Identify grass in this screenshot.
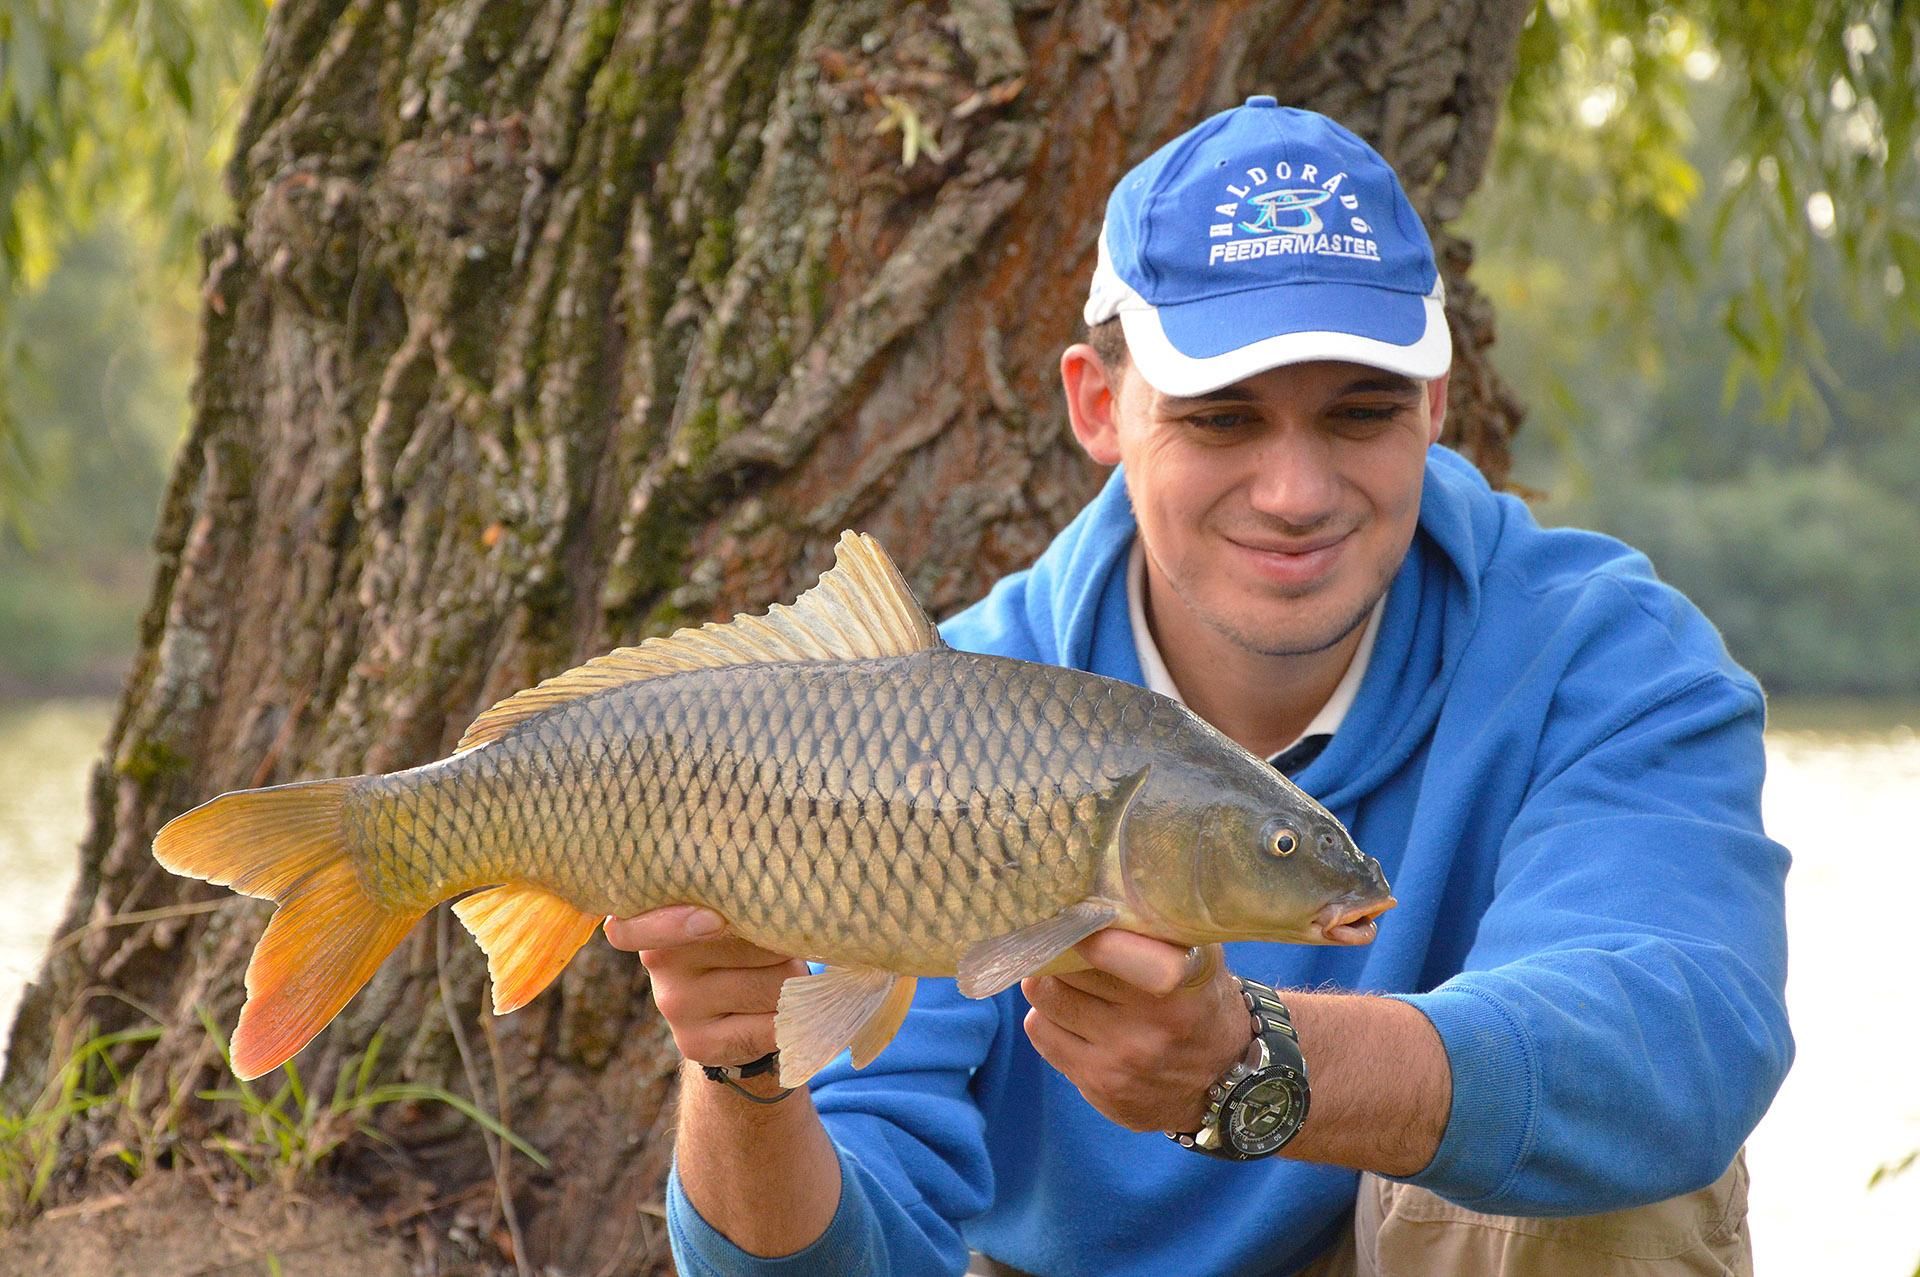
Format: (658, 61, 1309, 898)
(0, 1012, 547, 1226)
(195, 1011, 549, 1187)
(0, 1024, 164, 1225)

## Exercise
Using the material above, return every line exactly as it appears, minus the pictures.

## Response box
Identify grass in this screenshot.
Format: (658, 61, 1309, 898)
(0, 1012, 547, 1226)
(195, 1011, 549, 1187)
(0, 1024, 164, 1225)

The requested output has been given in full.